▶

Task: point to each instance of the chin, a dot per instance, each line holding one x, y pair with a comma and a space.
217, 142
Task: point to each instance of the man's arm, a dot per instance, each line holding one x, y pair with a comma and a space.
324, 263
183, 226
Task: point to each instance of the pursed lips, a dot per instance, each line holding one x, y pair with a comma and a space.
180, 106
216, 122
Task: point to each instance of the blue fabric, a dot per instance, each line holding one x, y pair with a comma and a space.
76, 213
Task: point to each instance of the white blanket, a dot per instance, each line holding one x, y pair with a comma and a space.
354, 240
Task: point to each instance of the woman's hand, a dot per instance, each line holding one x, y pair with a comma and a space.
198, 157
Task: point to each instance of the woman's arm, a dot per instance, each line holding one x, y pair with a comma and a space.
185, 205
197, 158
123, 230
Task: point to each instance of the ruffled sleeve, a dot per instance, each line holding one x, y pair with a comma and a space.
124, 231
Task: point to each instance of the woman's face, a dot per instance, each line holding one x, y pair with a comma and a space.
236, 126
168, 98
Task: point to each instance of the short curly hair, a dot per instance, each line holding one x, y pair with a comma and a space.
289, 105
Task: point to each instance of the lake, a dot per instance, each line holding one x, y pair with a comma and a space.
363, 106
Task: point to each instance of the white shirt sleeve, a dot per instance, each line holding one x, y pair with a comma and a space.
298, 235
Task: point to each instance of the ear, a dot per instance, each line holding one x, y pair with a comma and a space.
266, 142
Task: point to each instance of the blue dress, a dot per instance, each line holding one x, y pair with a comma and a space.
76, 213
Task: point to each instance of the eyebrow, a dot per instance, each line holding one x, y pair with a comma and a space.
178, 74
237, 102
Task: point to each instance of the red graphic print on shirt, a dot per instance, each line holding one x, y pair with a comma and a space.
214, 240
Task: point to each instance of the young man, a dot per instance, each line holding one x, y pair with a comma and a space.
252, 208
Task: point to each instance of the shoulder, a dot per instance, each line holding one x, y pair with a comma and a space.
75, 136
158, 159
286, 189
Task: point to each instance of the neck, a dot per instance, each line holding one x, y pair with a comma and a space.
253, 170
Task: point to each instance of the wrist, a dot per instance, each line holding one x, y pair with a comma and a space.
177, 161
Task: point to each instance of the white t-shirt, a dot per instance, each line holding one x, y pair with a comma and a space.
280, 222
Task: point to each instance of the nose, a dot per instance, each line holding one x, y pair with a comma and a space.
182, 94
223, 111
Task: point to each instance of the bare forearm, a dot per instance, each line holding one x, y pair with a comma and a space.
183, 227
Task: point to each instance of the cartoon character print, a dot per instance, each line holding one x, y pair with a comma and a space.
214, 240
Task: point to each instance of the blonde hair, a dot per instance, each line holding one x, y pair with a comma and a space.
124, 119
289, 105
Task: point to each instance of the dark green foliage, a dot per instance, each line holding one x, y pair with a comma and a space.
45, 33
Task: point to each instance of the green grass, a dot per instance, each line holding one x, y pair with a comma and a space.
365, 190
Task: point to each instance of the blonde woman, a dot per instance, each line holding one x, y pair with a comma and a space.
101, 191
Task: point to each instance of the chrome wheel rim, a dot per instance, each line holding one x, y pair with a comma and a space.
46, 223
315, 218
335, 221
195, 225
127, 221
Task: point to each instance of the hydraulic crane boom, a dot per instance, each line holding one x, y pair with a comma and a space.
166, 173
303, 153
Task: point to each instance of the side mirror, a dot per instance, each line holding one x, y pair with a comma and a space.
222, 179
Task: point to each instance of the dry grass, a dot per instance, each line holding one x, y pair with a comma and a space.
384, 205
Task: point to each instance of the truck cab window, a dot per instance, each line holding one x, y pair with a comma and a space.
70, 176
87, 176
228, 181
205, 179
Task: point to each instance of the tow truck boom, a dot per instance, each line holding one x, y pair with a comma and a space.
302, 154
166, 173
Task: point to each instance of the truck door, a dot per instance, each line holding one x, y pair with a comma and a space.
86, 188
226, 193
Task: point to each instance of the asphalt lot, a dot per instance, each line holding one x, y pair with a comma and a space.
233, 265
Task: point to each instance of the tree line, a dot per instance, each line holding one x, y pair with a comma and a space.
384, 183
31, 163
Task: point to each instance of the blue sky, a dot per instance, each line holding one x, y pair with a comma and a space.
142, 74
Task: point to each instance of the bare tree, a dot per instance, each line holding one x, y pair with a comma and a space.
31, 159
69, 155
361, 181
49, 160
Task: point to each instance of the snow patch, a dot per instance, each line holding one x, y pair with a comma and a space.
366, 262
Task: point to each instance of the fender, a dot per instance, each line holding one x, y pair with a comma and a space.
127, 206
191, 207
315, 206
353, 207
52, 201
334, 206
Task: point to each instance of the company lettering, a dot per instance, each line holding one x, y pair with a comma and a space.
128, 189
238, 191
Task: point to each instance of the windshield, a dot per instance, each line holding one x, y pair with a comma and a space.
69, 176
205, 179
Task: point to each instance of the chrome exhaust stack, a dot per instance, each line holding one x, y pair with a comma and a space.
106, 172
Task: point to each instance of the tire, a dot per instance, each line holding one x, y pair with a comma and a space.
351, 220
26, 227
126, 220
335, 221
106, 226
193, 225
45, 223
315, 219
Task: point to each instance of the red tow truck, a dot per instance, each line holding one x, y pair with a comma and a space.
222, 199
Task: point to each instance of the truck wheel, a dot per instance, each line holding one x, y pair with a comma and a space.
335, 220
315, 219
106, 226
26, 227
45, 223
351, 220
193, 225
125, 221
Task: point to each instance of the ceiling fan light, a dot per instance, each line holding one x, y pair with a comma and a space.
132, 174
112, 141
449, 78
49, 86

◀

» TASK DIRECTIONS
Extract each line from the listing above, please, and repeat it exactly.

» RESULT OF THE TASK
Task: point to each instance of the chin, a dot per instance, each line holding one x, y pair with a comma and a space.
217, 142
Task: point to each instance of the man's arm, a dot per instance, each line holding one x, y pair with a comma and a space.
324, 263
183, 226
Task: point to each instance of the pursed lips, a dot per instance, each line holding one x, y pair with a comma and a space.
180, 106
216, 122
Task: point to each instance of the blue fabric, a dot per instance, each line holding one x, y pair with a comma and a space.
76, 213
Task: point to each instance of the white blanket, a dot per instance, each line holding one x, y pair with a comma and a space.
354, 240
Task: point to each instance of the woman's hand, a dot per instance, each line holding one x, y pair with a comma and a space.
198, 157
Task: point to each instance of the woman's arm, a dot per instance, each line holding one x, y pair with a comma and a space.
185, 205
197, 158
123, 230
Task: point to each instance of the ruffled sleeve, a dot per instance, each line holding one x, y pair with a comma and a space.
124, 231
Task: point to each instance of the woman's face, a dot per instance, each line holding one x, y pair with a comma and a space.
236, 126
168, 98
Task: point to each instance of the short curly hair, a dot per instance, each line holding one x, y pair with a comma and a space.
289, 105
Task: point to each instance of the lake, a dot per instance, each line holding one x, y pair with a comma and a space.
363, 106
Task: point to each instance of the white shirt sleeve, a dot per instance, each line holding one x, y pair with a comma and a space.
298, 235
Task: point to each instance of the ear, a dot per instance, each line holding one x, y pair with a comma and a space.
266, 142
Task: point to each instance of the blue dress, a dot per instance, each line holding one x, y pair with a comma and a space.
76, 213
Task: point to each instance of the eyebrow, a dot per instance, each line holding one x, y pair with a comma and a space.
178, 74
237, 102
Task: point to each instance of the red graphic print on shirt, a dot per instance, each line holding one x, y pair with a comma and a space.
214, 240
Task: point to each instance of the young man, a dot per instance, each line holding one x, y pair with a comma and a space.
252, 208
Task: point to each instance of the shoulder, a dot per instance, each line holding one x, y pair with a comma and a space.
75, 136
158, 159
286, 189
Task: point to each instance of the neck, a dot per instance, each line holding one x, y pair with a comma and a space.
253, 170
Task: point to each instance of the wrist, a dot per instance, each line holding one x, y pair with a comma and a space.
177, 161
Task: point to each instance of the white t-shirt, a dot per instance, each line holding one x, y pair with a comma and a space.
280, 222
Task: point to each instance of the nose, a dot per instance, each line holding one x, y pair with a comma and a space.
182, 94
223, 111
Task: point to each instance of the bare forearm, a dot per instance, each line holding one x, y pair with a comma and a space.
183, 227
Task: point to each instance of the cartoon character print, a dot per instance, each line holding one x, y pair with a comma and a space.
214, 240
Task: point to each instance of the blonde hair, a dot per instance, each line holding one x, y pair with a comma and a space.
124, 119
289, 105
Task: point to each instance of the dark green foliage, a dot per instance, each line holding one x, y pair with a comma and a space.
45, 33
Task: point to each instance of the green grass, a dot per instance, each line holding one x, y pair with a comma and a space.
365, 190
Task: point to each instance of the blonde woman, a dot per instance, each line holding one x, y pair with a comma and a space.
101, 191
Task: point to each instance of the chrome wheel rim, a dot per instance, each line holding one x, y pair with a comma and a space.
46, 223
315, 218
335, 221
195, 225
127, 221
Task: point to each instance of the hydraulic crane boom, a dot per instance, each line holding one x, y pair with a comma and a space.
166, 173
303, 153
Task: point to each instance of the side mirror, a dot per instance, each line holding one x, y pair with a comma and a space.
222, 179
Task: point to each instance of the dry grass, a dot per instance, each line holding one x, y pair with a comma and a space.
384, 205
Task: point to each instance of the truck cab window, a dot per instance, each line holding one x, y pair with a comma and a space.
70, 176
87, 176
228, 181
205, 179
Task: point to each instance of the tow truck boom, a dot per instance, each line holding one x, y pair with a comma and a space.
302, 154
166, 173
Task: point to each instance of the truck door, a dot per instance, each line holding one x, y pair with a comma and a space.
86, 188
226, 193
Task: point to each instance of the asphalt lot, a dot per instance, each line holding one x, y pair with a comma and a space.
233, 265
Task: point to each instance of the tree line, a dot per instance, each line holding one x, y pair with a comma and a space.
384, 183
31, 163
Task: point to each instance of the blue sky, a dot per instance, each line holding one x, y pair with a comma and a space.
142, 74
Task: point to each instance of the bare tree, a dot per instance, each line holding one x, y pair with a comma and a space.
31, 159
69, 155
361, 181
49, 160
Task: point to each instance of the snow patch, a dot per instance, each line holding one x, y pair with a comma and a space.
366, 262
Task: point to each instance of the fender, a dot per instance, each line holding one x, y pair with a comma and a space.
127, 206
191, 207
315, 206
353, 207
52, 201
334, 206
Task: point to each instance of the company lettering, a dot per instance, each line holding one x, y pair with a comma and a space.
128, 189
238, 191
Task: point to each instance of the windshield, a dot per instance, each line holding one x, y pair with a comma and a space.
69, 176
205, 179
Task: point to each instance of the chrome exhaust stack, a dot per instance, each line holding one x, y pair with a comma and a space.
106, 172
Task: point to each instance of the tire, a dot per instance, each line holding one x, y pair with a comma and a space.
351, 220
26, 227
126, 220
335, 221
106, 226
193, 225
45, 223
315, 219
Task: point to each instance of the red tow truck, a dot per instance, each line holding one x, y pair with a comma and a space.
222, 199
Task: point to each instance of the truck wheel, a dot per instance, each line holding one x, y pair with a comma and a space.
335, 220
315, 219
106, 226
26, 227
45, 223
351, 220
193, 225
125, 221
Task: point to each instance of the ceiling fan light, a dot per instance, each line holding one x, y pair with a comma and a space.
132, 174
112, 141
449, 78
49, 86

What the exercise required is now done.